**PASSAGE PROVIDED**

The other two molecules that also exhibited high chemical similarity (ranked as the second highest) are adrenaline and nicotine. Both compounds are known as euphoric feeling inducers and their similarities calculated by Ja, JT, Gle, SS, and CT are 73%, 48%, 65%, 31%, and 78%, respectively. Even though these two molecules share some structural features, like an aromatic ring and a nitrogen atom, structural coherence between adrenaline and mescaline, for example, is more noticeable. However, their chemical similarity is ~ 9% lower on average, compared to adrenaline-nicotine similarity. On the other hand, the effects of nicotine on the heart and systemic blood pressure are almost identical to those of adrenaline [51].

The lowest chemical similarity was detected for cocaine and caffeine by all five metrics, as stated above. For example, the SS gives only 3% of similarity between these two molecules. Such a finding is expected considering big differences in all three physico-chemical properties (Table 1). Also, they belong to different types of drugs regarding the sensation they cause in our body, i.e., cocaine is classified as a “hard” drug, while caffeine is marked as a “soft” drug.

As we previously mentioned, the same trends are identified by all coefficients and the differences come only from the amount of computed similarity. Since the Jaccard-Tanimoto coefficient is the most used index in the cheminformatics community, therefore, we decided to present the similarity assessments obtained by this metric. In Fig. 3 chemical similarity of our compounds is depicted. The graph is constructed to reflect the similarity of molecules in the cases where it amounts to ≥ 40%. Namely, an edge is established between two nodes (molecules) only if their chemical similarity is ≥ 40%. This high threshold is chosen to show molecules with a high chemical similarity since the average similarity calculated by JT is 25% (Table 3). At the level of 40%, around 50% of molecules are connected, and two clusters of similar molecules are observed. The first group consists of methadone, morphine, and codeine that exhibit a high chemical similarity among themselves. The second, a loosely connected group includes adrenaline, nicotine, and fentanyl. These two clusters of molecules are related through the connection between methadone and nicotine.

**LISTED RECORDS**
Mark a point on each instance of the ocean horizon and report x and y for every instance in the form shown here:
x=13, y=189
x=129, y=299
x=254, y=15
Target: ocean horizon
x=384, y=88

==

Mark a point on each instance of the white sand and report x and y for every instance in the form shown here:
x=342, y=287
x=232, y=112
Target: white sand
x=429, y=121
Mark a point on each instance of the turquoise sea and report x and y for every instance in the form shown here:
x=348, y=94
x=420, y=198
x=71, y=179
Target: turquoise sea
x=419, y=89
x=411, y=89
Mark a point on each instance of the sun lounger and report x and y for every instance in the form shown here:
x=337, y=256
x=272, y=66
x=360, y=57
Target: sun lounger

**GOALS**
1 - In the passage on drug molecule similarity, which three molecules make up the first cluster in Fig. 3?
2 - Carry on the passage on drug molecule similarity, starting after its final sentence.
The data stands apart from the passage on drug molecule similarity.

**OUTPUTS**
1 - Methadone, morphine, and codeine.

2 -
Fig. 3
figure 3

The chemical similarity of compounds calculated by the Jaccard-Tanimoto similarity coefficient. Note that the graph is constructed to reflect the similarity of molecules in the cases where their amounts ≥ 40%. The edges are labeled with the percentage of similarity between two compounds

In Table 4 the correlation coefficients (R) between similarity results calculated by Ja, JT, Gle, SS, and CT are presented. The similarities obtained by these coefficients are highly correlated. The highest linear correlation is observed between Ja and Gle with R = 0.9981, while the lowest correlation, R = 0.9545, is between SS and CT. Such a good correlation between Ja and Gle comes from the fact that these indices differ only by the weights they set on the same features, i.e., on the bits 1 present in the same place in two fingerprints.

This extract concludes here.